# [What you should do]
Scan the material for the word "below", then return every line where it appears.

# [Study material]
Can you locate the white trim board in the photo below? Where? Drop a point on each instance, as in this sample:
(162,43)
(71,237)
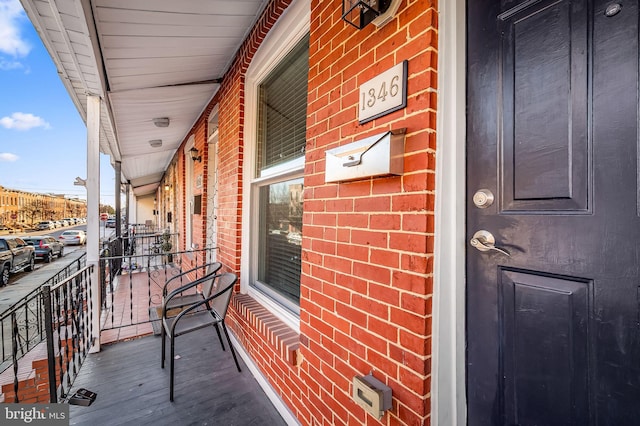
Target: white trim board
(448,386)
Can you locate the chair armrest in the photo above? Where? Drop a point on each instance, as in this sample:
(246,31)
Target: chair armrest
(183,273)
(196,305)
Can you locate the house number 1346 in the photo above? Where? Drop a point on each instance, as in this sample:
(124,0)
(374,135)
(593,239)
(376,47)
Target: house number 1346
(385,93)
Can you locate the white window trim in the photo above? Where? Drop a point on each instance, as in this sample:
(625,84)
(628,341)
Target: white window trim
(291,27)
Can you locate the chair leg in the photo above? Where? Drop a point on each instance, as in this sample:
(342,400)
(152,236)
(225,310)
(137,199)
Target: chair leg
(233,352)
(164,345)
(219,336)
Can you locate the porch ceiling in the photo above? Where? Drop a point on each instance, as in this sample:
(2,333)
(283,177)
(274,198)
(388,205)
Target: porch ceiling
(145,59)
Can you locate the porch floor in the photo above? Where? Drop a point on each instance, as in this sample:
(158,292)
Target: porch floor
(132,388)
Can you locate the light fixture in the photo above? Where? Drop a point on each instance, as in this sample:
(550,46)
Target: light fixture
(361,12)
(161,121)
(195,154)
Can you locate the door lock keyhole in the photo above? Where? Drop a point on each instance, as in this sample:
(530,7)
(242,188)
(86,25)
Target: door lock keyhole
(612,10)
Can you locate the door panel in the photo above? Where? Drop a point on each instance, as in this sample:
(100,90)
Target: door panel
(545,331)
(545,145)
(553,328)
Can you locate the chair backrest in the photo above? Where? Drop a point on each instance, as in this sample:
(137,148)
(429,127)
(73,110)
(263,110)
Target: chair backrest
(207,287)
(221,293)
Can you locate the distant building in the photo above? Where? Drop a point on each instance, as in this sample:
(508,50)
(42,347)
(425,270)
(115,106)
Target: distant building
(21,208)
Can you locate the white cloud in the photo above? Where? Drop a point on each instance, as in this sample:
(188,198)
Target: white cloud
(6,65)
(11,41)
(22,121)
(8,157)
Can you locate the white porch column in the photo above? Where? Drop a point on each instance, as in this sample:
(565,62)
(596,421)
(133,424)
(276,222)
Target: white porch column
(93,209)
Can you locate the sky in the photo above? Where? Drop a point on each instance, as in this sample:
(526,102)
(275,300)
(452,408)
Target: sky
(42,135)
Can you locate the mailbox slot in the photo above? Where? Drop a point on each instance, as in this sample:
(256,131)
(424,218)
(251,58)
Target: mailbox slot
(378,155)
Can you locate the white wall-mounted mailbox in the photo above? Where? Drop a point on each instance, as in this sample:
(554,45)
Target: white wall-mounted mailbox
(372,395)
(378,155)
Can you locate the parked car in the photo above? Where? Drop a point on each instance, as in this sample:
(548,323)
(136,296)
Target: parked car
(46,246)
(46,225)
(73,236)
(15,256)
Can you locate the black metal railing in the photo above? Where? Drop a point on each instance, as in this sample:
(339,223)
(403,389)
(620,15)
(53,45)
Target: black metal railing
(69,326)
(23,322)
(133,281)
(60,315)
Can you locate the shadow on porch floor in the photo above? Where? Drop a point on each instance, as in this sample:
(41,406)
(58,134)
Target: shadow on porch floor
(133,389)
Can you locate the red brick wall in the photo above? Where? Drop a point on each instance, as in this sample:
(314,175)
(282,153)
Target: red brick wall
(367,245)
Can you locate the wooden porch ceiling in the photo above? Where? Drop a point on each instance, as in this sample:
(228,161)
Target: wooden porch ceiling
(145,59)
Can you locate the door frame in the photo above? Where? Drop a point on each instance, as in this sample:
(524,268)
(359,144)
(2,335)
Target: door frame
(448,356)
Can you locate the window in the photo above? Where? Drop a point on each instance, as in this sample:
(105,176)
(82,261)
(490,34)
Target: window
(281,137)
(276,96)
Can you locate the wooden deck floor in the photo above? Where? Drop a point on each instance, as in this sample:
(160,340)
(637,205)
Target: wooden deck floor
(132,388)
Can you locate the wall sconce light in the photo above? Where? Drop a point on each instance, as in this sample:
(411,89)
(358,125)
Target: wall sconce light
(161,121)
(195,154)
(361,12)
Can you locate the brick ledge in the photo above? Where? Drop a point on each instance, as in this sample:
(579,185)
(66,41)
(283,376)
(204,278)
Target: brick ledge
(279,335)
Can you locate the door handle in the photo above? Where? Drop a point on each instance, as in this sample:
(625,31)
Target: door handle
(485,241)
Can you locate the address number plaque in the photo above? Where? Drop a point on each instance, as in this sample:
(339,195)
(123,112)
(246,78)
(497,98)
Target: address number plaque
(383,94)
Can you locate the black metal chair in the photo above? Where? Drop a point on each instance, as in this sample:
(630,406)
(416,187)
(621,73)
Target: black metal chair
(210,311)
(182,299)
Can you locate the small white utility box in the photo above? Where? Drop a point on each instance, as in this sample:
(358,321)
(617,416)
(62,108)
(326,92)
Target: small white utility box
(378,155)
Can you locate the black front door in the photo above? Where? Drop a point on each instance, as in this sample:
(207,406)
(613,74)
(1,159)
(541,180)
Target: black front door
(553,325)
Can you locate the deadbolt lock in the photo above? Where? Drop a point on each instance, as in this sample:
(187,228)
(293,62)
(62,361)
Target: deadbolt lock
(483,198)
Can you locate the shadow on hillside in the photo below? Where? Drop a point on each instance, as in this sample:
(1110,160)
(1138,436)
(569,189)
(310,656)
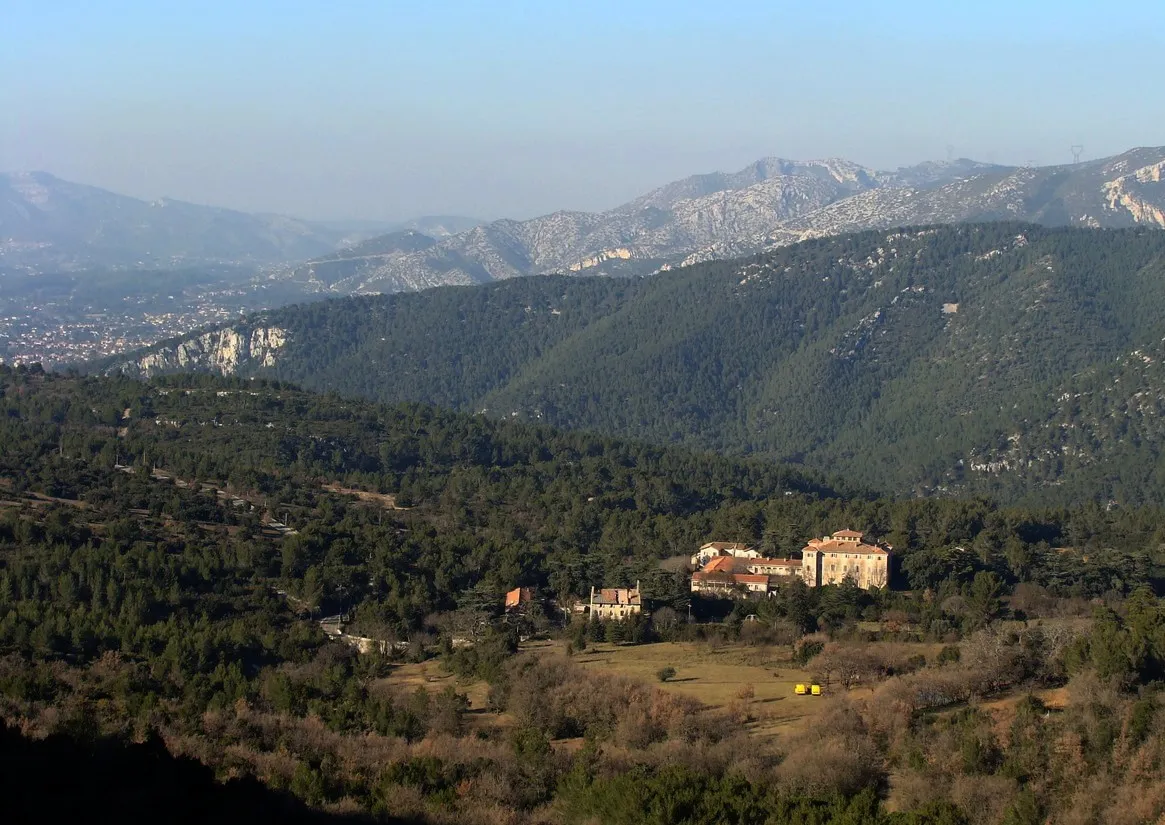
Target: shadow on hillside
(61,778)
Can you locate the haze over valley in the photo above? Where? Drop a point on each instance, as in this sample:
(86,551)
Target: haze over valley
(86,273)
(626,413)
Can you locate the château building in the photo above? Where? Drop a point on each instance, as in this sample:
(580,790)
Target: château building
(846,555)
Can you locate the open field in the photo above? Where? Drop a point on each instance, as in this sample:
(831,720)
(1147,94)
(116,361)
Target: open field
(717,676)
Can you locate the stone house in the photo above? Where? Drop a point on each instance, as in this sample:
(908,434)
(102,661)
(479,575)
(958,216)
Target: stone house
(615,603)
(519,599)
(845,555)
(714,549)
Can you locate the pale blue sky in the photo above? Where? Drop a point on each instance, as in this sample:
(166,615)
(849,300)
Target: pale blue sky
(385,110)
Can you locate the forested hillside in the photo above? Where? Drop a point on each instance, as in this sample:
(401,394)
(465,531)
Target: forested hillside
(166,549)
(1003,359)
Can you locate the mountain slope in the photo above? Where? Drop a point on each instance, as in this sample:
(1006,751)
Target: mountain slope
(998,358)
(46,220)
(770,203)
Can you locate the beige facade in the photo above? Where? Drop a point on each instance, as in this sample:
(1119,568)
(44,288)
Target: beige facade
(715,549)
(615,603)
(846,555)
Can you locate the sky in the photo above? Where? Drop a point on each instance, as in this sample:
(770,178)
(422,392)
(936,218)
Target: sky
(385,110)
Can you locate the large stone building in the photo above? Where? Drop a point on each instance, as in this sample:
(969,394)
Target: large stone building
(731,569)
(845,555)
(615,603)
(740,576)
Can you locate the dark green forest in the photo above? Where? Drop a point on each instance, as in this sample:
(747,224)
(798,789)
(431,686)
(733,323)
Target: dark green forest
(1008,360)
(168,548)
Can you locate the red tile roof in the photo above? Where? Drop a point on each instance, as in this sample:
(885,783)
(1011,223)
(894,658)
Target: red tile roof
(517,597)
(724,564)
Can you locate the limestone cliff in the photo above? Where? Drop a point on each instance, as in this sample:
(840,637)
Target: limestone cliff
(225,351)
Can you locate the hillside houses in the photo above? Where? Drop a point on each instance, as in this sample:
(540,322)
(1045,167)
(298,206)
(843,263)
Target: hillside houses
(733,569)
(844,555)
(615,603)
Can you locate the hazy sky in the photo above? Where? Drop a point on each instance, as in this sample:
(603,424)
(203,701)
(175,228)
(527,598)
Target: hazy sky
(386,110)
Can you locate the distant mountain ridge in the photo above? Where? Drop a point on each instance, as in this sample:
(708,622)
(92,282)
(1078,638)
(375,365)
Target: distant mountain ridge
(770,203)
(1003,358)
(49,221)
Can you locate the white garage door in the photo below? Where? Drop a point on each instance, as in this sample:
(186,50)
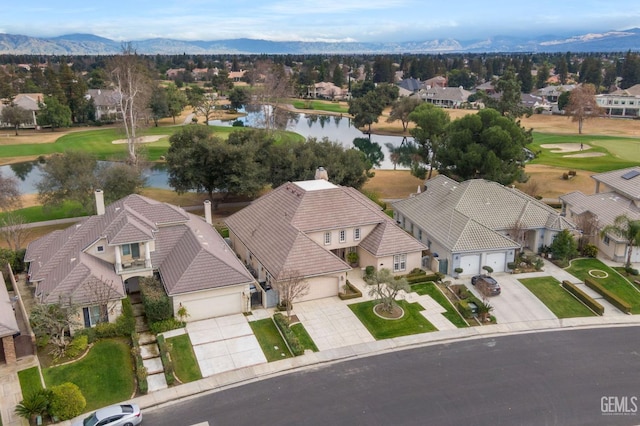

# [Written response]
Can you locate the white trim board in the photo below? Where? Drop a point on each instance, as in this sample:
Can you locate the shadow on hillside in the photo below? Where? Drop a point on each instance, as in this sample:
Can you locate the white garage door in the photo below? Where? Drop a point on each instance, as in this sample:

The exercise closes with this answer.